> **DONNÉES FOURNIES**:
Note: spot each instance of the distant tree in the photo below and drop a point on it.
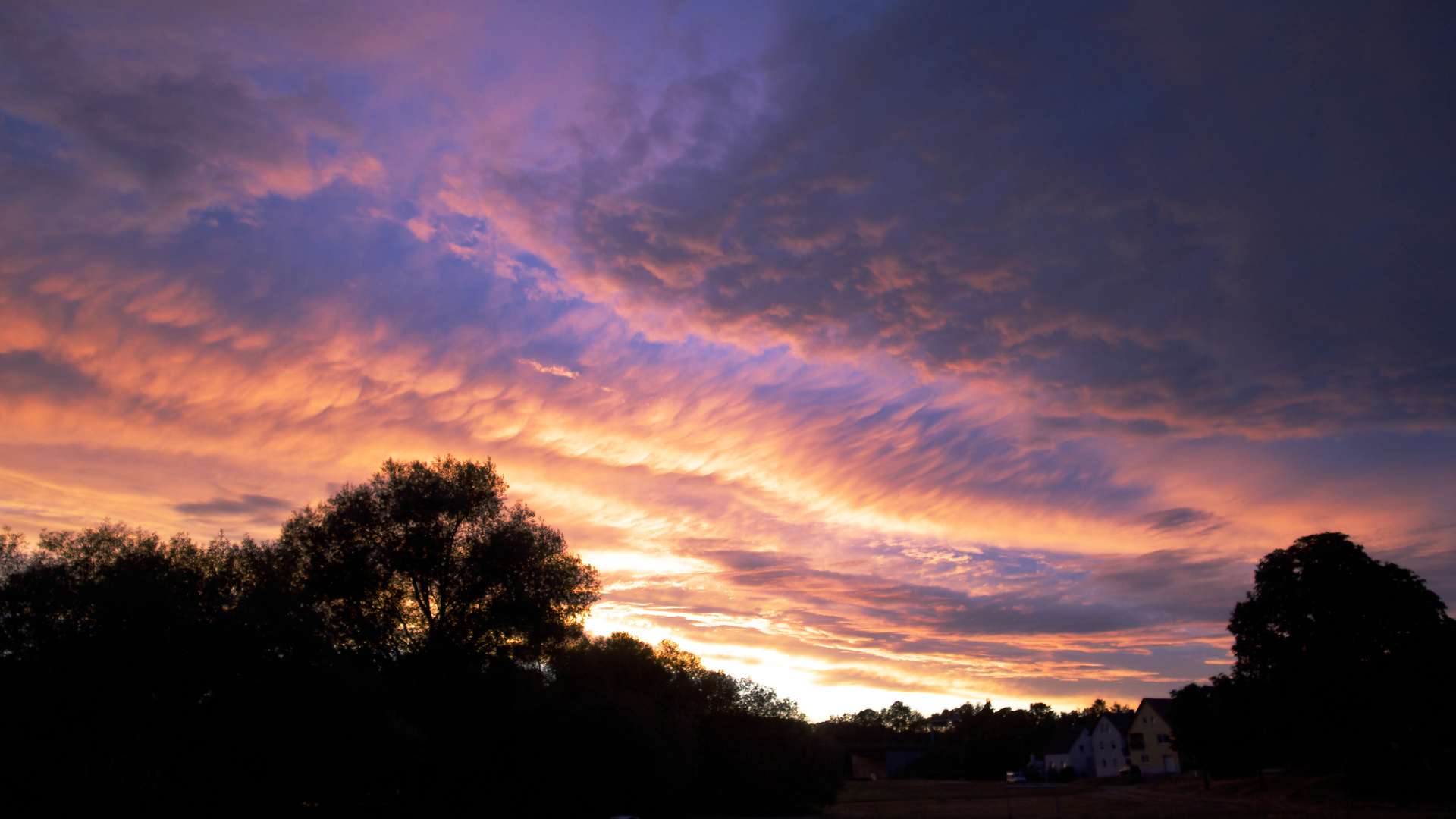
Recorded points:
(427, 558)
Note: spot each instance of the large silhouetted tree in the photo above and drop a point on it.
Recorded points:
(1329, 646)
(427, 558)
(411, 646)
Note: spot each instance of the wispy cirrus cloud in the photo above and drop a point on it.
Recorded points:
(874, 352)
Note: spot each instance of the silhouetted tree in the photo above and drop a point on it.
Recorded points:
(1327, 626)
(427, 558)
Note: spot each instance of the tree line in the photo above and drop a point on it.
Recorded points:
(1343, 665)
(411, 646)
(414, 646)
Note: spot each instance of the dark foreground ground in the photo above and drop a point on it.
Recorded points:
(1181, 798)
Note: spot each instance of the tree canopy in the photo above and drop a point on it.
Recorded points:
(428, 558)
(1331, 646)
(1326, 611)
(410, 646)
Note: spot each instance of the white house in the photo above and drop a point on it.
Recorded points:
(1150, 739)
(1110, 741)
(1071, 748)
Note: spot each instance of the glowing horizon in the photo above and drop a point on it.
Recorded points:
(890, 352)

---

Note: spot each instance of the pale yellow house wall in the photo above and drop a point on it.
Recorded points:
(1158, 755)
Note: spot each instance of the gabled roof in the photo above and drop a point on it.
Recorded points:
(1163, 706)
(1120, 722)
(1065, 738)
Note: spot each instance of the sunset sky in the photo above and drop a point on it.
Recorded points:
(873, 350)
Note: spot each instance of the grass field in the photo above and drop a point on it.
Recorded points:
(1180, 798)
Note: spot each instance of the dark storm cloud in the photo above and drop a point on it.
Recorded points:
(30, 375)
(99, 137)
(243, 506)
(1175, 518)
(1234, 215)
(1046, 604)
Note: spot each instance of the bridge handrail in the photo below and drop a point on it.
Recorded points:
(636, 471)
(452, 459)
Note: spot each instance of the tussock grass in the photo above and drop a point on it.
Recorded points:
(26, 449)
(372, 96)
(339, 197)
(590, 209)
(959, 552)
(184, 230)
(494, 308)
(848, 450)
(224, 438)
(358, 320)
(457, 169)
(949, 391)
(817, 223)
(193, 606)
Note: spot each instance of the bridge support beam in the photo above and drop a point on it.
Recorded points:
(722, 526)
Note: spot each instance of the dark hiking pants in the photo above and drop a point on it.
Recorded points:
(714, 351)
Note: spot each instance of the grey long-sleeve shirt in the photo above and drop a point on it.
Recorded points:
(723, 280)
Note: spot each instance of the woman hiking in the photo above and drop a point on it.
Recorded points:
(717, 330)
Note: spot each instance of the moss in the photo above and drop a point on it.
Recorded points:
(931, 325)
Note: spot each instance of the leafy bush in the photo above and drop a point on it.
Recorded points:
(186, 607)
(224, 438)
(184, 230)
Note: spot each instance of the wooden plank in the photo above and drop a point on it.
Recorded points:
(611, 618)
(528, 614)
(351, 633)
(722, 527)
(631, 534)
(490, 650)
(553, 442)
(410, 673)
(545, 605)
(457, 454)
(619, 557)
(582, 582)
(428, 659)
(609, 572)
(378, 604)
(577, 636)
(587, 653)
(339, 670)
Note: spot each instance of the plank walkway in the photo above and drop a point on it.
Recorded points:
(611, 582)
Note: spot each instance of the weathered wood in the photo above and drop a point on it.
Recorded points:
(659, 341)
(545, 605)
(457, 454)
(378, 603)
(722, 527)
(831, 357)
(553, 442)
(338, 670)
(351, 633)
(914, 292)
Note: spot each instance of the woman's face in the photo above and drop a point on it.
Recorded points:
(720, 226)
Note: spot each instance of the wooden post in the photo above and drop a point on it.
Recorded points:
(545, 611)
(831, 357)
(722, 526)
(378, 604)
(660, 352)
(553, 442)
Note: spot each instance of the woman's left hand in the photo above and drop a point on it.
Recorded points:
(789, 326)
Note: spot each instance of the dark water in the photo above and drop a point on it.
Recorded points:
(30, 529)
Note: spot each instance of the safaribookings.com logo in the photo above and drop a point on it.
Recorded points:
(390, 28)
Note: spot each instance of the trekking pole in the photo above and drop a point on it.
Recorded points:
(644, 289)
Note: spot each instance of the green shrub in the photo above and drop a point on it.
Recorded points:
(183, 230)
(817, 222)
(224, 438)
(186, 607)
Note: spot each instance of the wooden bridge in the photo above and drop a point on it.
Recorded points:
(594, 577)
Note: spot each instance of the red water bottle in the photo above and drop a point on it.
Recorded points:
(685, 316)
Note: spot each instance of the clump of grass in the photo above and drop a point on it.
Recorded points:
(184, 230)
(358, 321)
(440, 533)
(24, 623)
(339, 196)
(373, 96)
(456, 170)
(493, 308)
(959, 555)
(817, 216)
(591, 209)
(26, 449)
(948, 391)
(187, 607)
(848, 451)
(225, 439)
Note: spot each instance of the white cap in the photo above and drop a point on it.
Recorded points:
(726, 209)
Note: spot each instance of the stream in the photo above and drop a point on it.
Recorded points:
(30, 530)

...

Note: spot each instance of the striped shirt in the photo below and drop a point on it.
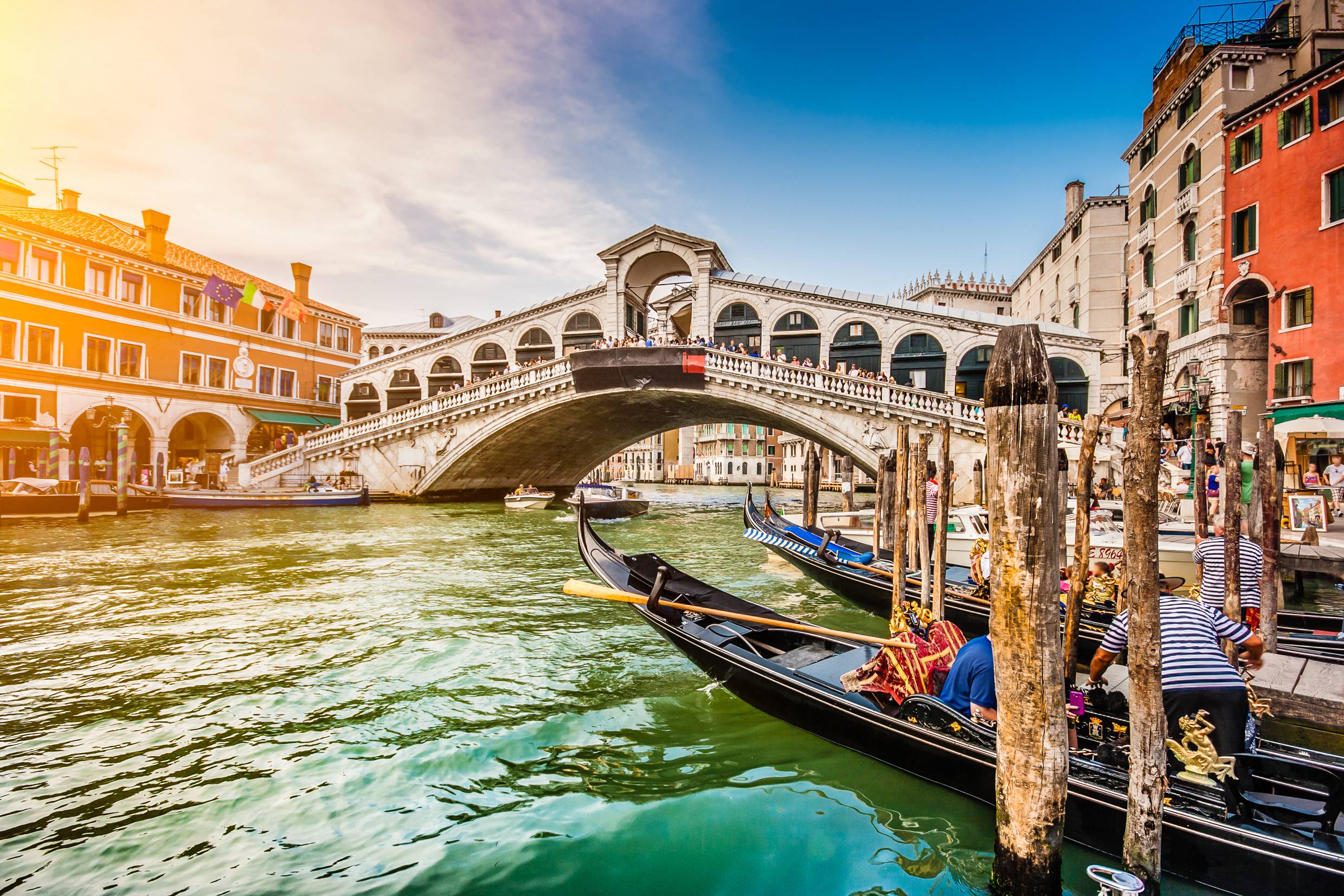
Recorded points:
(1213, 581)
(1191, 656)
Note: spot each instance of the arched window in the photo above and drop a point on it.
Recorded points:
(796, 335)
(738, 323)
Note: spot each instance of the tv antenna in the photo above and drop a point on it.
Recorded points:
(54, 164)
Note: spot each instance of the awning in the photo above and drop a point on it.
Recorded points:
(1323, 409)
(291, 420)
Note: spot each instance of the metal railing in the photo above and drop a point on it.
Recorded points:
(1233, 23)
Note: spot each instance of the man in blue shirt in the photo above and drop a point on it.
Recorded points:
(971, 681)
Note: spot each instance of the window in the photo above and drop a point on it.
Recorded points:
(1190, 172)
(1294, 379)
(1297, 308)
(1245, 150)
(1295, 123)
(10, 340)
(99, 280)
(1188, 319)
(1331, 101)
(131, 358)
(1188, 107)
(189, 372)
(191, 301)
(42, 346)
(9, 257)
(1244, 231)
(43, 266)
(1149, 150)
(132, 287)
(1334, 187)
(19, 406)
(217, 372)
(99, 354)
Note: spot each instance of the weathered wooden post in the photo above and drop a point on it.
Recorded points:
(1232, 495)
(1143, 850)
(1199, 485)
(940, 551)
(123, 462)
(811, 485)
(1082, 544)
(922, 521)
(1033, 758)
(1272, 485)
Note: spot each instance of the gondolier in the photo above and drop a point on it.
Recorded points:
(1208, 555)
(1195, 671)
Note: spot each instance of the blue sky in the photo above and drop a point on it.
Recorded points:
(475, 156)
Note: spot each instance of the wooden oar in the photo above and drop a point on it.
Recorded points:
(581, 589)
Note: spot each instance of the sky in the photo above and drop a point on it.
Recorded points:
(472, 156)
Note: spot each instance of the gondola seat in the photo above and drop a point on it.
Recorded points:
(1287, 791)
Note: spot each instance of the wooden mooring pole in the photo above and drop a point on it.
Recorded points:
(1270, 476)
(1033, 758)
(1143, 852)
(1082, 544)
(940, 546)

> **CONSIGNE DE L'EXERCICE**:
Combien de lignes des données ci-dessus contiennent la chaîne « post », en respectant la casse ? Répondez seulement par ce nombre.

> **RÉSULTAT CI-DESSOUS**:
2